TASK DIRECTIONS >> Reproduce the data word for word, from its first line through the line that contains "xmin=616 ymin=436 xmax=630 ymax=491". Omit the pictures.

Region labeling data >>
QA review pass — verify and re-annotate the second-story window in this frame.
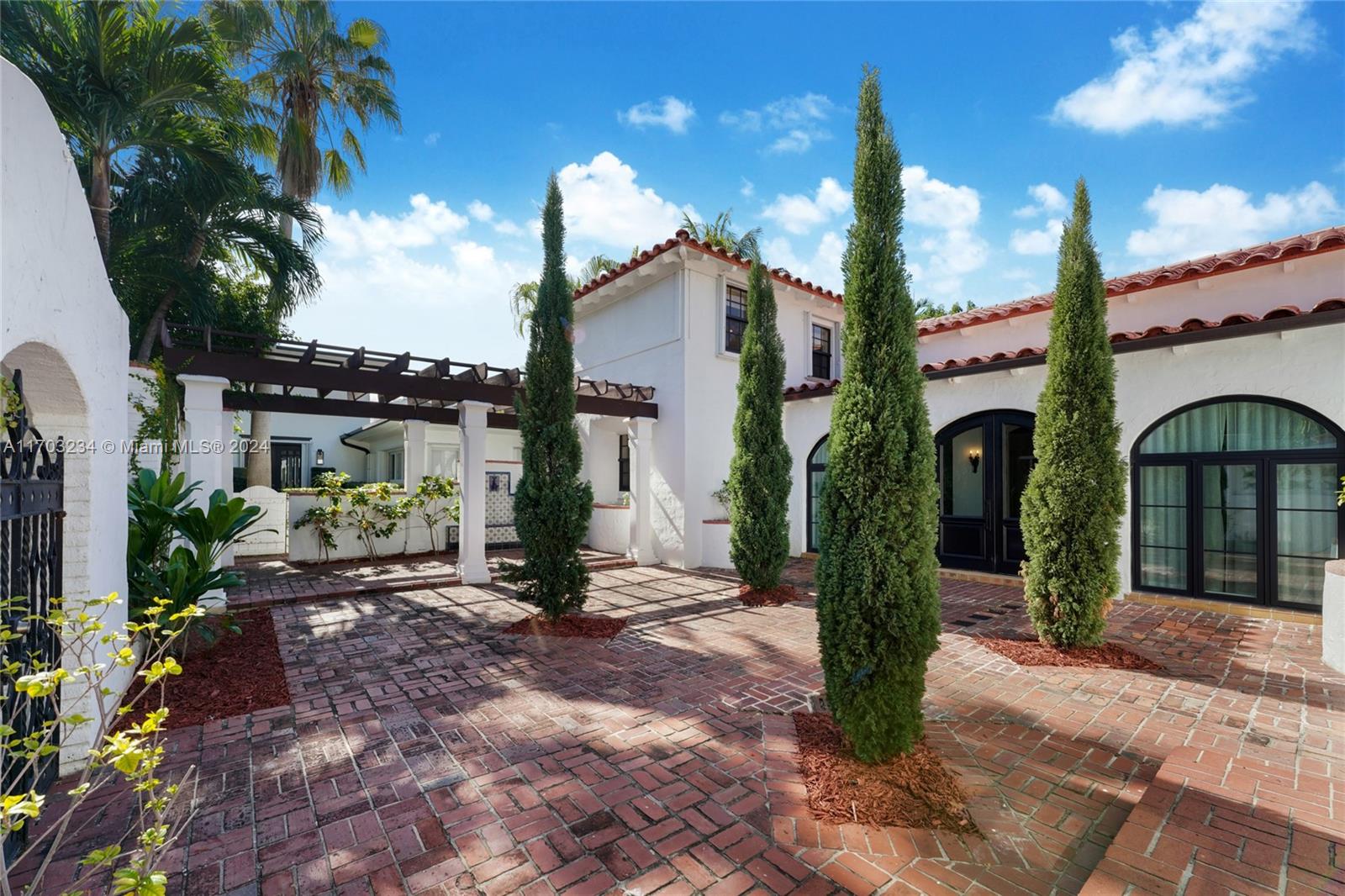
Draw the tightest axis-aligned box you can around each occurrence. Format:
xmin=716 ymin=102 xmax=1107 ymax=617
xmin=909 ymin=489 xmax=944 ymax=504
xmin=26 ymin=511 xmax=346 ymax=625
xmin=812 ymin=324 xmax=831 ymax=379
xmin=616 ymin=436 xmax=630 ymax=491
xmin=724 ymin=285 xmax=748 ymax=354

THE ANSWER >>
QA review pass — verify and re-annotate the second-story window in this frame.
Draw the tightest axis-aligned box you can around each occurrence. Format:
xmin=716 ymin=102 xmax=1107 ymax=617
xmin=909 ymin=489 xmax=944 ymax=504
xmin=26 ymin=511 xmax=346 ymax=625
xmin=812 ymin=324 xmax=831 ymax=379
xmin=616 ymin=436 xmax=630 ymax=491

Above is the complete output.